▸ **Source extract**
|---|
Pick a project on Instructables.com and work on it together this winter.


7



It’s hard to accept that the world can be so cruel and unfair, but sometimes accepting it and focusing on what part of it you CAN change is - I’ve learned - the key.


15



Just for the record, I didn’t vote for Trump. I want my great-grandchildren to know that.


18



Begin to teach self-policing. There are plenty of good things that I want them to be able to partake in (alcohol, a trip to Vegas, etc.) but alcohol and gambling are just a few of the things that can sneak up and take hold and RUIN your life if you don’t know how to self-limit. Respect the potential danger and be vigilant. keep re-ticketing and repeat yearly (age-appropriate)


11



Be thankful for opportunities to be of service. It means God is trusting you to help.


8-14



When you bring home a new baby, make sure your older kid(s) hear you talking to it the way you talk to them: “I’m sorry Baby I can’t hold you right now, I’m going to play with Sibling.” It makes it a lot easier to tell Siblings that you can’t give them attention right now because Baby needs you. Less resentment, etc.


2, 3, 4, 5



Check out fencing. Local fencing club has classes for kids and adults all ages. They also do birthday parties, so that might be something different that would be fun for him and his friends.


10



Just show up. That’s all we can really control. Show up, (don’t run) and take it from there. You got this.


21



You have to learn how to not start, and how to stop abruptly when you’re turned on. Doesn’t matter how much you want it, nothing happens unless she gives enthusiastic consent, and nothing continues if she were to withdraw consent for any reason or at any time. Look up the making tea analogy for consent. It’s perfect.


14, 15, 16, 17, 18



Just because I forgive you, it doesn’t mean I trust you. Trust has to be earned.


15, 18, 21



Parent the way you want your children to behave. Compassion, patience. Loving.


1, 2, 3, 4



Respect people’s privacy. No snooping, eavesdropping, peeping, etc.


11



Key to a happy marriage: each of you must love and support the person in front of them. Not the person you married or the person you hope they will grow into. We all change and grow. Not all of it is for the better, especially our looks ha ha. We shouldn’t make our spouse feel obligated to stay the same person they were when we fell in love with them. In marriage as in business as in life: If you’re not growing you’re dying.
|---|
▸ **Tasks to perform**
1 > Answer these from the parenting notes:
(a) What sport's local club has classes for kids and adults of all ages?
(b) Which two things are named as able to sneak up and ruin your life if you can't self-limit?
(c) In the note on a happy marriage, whom must each of you love and support?
2 > From the parenting notes, pull out the stretch from "When you bring" through "and his friends.".

▸ **Rows**
|---|
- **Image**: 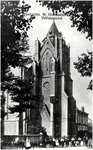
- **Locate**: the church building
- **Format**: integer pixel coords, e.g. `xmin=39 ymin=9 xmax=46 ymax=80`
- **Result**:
xmin=24 ymin=22 xmax=76 ymax=137
xmin=3 ymin=22 xmax=76 ymax=137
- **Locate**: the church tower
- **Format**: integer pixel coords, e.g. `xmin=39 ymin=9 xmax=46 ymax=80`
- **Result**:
xmin=35 ymin=22 xmax=76 ymax=137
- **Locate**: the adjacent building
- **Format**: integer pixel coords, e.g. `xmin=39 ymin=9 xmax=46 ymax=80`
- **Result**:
xmin=76 ymin=106 xmax=88 ymax=137
xmin=5 ymin=22 xmax=88 ymax=137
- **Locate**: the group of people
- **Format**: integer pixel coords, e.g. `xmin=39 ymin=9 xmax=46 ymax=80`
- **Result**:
xmin=43 ymin=137 xmax=92 ymax=147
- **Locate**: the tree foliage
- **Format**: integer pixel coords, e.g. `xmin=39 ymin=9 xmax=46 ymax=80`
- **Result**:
xmin=6 ymin=74 xmax=39 ymax=115
xmin=39 ymin=1 xmax=92 ymax=39
xmin=74 ymin=52 xmax=93 ymax=90
xmin=1 ymin=0 xmax=35 ymax=119
xmin=1 ymin=1 xmax=34 ymax=82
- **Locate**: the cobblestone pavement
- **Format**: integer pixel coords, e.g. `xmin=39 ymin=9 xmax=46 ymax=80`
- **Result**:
xmin=1 ymin=147 xmax=93 ymax=150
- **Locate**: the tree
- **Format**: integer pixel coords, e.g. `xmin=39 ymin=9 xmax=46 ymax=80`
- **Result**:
xmin=1 ymin=0 xmax=35 ymax=122
xmin=74 ymin=52 xmax=93 ymax=90
xmin=1 ymin=1 xmax=34 ymax=82
xmin=39 ymin=1 xmax=92 ymax=39
xmin=6 ymin=74 xmax=39 ymax=116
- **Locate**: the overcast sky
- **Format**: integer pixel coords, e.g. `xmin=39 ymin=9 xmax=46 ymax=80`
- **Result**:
xmin=14 ymin=0 xmax=92 ymax=119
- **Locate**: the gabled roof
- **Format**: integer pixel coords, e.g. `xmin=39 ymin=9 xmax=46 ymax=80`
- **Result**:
xmin=47 ymin=21 xmax=59 ymax=36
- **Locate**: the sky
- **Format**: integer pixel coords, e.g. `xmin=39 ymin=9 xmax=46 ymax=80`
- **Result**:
xmin=14 ymin=0 xmax=93 ymax=119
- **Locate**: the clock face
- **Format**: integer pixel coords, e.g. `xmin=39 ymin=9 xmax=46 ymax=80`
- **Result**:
xmin=43 ymin=82 xmax=50 ymax=89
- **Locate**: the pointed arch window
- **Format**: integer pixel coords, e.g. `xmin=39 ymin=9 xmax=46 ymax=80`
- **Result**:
xmin=49 ymin=57 xmax=52 ymax=72
xmin=46 ymin=53 xmax=49 ymax=75
xmin=42 ymin=58 xmax=46 ymax=75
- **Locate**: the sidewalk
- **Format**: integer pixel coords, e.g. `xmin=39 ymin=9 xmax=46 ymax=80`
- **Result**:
xmin=4 ymin=147 xmax=93 ymax=150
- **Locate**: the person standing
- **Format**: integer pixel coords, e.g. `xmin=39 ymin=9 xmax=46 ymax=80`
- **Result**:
xmin=26 ymin=137 xmax=31 ymax=149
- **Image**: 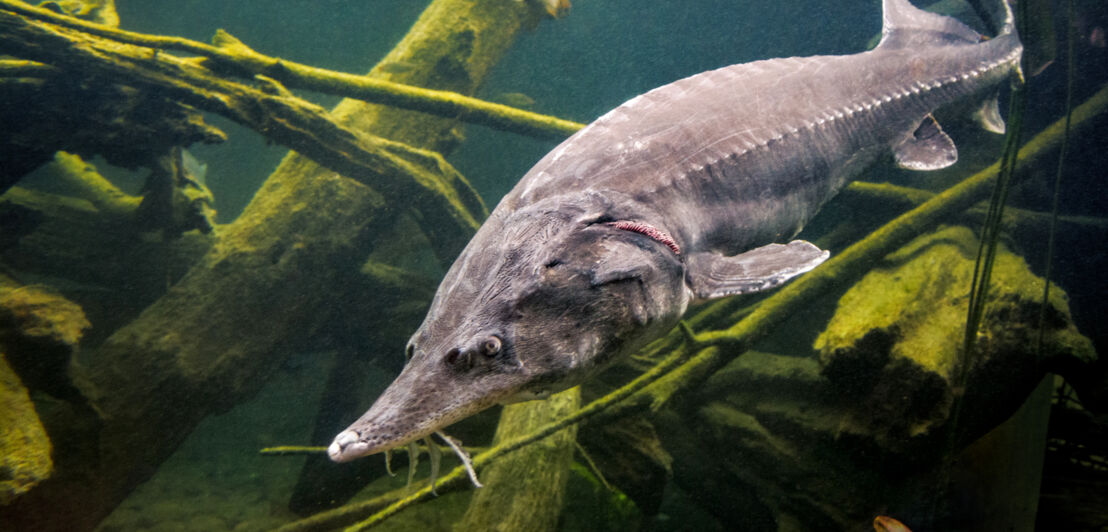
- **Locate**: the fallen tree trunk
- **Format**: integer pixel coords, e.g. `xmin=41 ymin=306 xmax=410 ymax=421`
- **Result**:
xmin=0 ymin=0 xmax=551 ymax=530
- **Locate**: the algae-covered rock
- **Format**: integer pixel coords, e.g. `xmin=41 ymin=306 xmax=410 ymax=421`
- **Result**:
xmin=0 ymin=285 xmax=90 ymax=399
xmin=814 ymin=227 xmax=1092 ymax=443
xmin=0 ymin=354 xmax=54 ymax=505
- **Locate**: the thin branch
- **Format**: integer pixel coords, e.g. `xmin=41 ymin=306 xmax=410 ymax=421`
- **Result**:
xmin=0 ymin=7 xmax=486 ymax=264
xmin=0 ymin=0 xmax=584 ymax=140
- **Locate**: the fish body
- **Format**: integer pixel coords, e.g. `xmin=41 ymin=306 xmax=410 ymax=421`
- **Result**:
xmin=329 ymin=0 xmax=1022 ymax=461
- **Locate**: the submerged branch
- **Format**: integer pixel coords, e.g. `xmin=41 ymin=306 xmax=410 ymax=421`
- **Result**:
xmin=280 ymin=89 xmax=1108 ymax=532
xmin=0 ymin=5 xmax=486 ymax=260
xmin=0 ymin=0 xmax=584 ymax=140
xmin=638 ymin=82 xmax=1108 ymax=408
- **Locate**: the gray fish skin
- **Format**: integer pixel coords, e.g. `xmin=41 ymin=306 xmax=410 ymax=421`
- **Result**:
xmin=328 ymin=0 xmax=1022 ymax=461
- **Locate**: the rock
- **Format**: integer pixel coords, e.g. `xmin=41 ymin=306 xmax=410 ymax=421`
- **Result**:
xmin=0 ymin=285 xmax=90 ymax=399
xmin=653 ymin=227 xmax=1094 ymax=531
xmin=0 ymin=354 xmax=54 ymax=505
xmin=814 ymin=227 xmax=1095 ymax=446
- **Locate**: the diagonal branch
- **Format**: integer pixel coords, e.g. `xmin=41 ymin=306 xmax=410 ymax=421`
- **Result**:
xmin=0 ymin=0 xmax=584 ymax=140
xmin=0 ymin=9 xmax=486 ymax=264
xmin=280 ymin=80 xmax=1108 ymax=532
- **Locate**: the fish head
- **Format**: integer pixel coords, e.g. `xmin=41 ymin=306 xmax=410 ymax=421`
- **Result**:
xmin=328 ymin=199 xmax=689 ymax=461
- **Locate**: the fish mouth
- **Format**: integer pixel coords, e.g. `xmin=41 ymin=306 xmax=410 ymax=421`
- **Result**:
xmin=327 ymin=379 xmax=502 ymax=463
xmin=327 ymin=428 xmax=425 ymax=463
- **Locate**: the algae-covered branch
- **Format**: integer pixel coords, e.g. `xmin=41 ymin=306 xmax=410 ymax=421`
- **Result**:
xmin=0 ymin=0 xmax=1108 ymax=532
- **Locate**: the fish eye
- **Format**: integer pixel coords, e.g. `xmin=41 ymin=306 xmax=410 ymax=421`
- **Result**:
xmin=481 ymin=336 xmax=501 ymax=357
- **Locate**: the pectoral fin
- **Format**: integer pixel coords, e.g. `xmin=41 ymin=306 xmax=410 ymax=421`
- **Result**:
xmin=686 ymin=241 xmax=830 ymax=299
xmin=893 ymin=114 xmax=958 ymax=170
xmin=973 ymin=92 xmax=1005 ymax=135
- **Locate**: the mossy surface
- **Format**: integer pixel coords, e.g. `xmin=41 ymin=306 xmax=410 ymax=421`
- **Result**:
xmin=814 ymin=227 xmax=1091 ymax=444
xmin=0 ymin=352 xmax=54 ymax=505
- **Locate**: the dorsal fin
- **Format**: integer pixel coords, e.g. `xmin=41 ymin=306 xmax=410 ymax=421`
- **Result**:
xmin=878 ymin=0 xmax=982 ymax=49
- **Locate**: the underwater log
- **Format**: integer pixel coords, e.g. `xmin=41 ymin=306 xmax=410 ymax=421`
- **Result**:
xmin=656 ymin=227 xmax=1092 ymax=530
xmin=0 ymin=0 xmax=554 ymax=530
xmin=454 ymin=388 xmax=581 ymax=532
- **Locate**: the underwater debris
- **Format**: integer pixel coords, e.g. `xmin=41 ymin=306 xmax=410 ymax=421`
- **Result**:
xmin=0 ymin=348 xmax=54 ymax=505
xmin=496 ymin=92 xmax=535 ymax=109
xmin=814 ymin=227 xmax=1096 ymax=450
xmin=39 ymin=0 xmax=120 ymax=28
xmin=873 ymin=515 xmax=912 ymax=532
xmin=135 ymin=146 xmax=216 ymax=238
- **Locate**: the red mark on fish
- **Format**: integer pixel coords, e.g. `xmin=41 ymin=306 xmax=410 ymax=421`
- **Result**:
xmin=605 ymin=219 xmax=681 ymax=255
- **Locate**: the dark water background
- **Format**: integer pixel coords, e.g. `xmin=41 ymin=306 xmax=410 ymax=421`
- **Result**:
xmin=10 ymin=0 xmax=1108 ymax=530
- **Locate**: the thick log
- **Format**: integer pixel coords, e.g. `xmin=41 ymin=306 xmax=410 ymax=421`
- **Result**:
xmin=657 ymin=227 xmax=1094 ymax=530
xmin=454 ymin=388 xmax=581 ymax=532
xmin=0 ymin=0 xmax=549 ymax=530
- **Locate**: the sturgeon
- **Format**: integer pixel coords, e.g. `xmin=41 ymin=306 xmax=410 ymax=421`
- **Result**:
xmin=328 ymin=0 xmax=1023 ymax=462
|---|
▸ **Results by task**
1 >
(a) Fencing
(b) Alcohol and gambling
(c) The person in front of them

2 >
When you bring home a new baby, make sure your older kid(s) hear you talking to it the way you talk to them: “I’m sorry Baby I can’t hold you right now, I’m going to play with Sibling.” It makes it a lot easier to tell Siblings that you can’t give them attention right now because Baby needs you. Less resentment, etc.


2, 3, 4, 5



Check out fencing. Local fencing club has classes for kids and adults all ages. They also do birthday parties, so that might be something different that would be fun for him and his friends.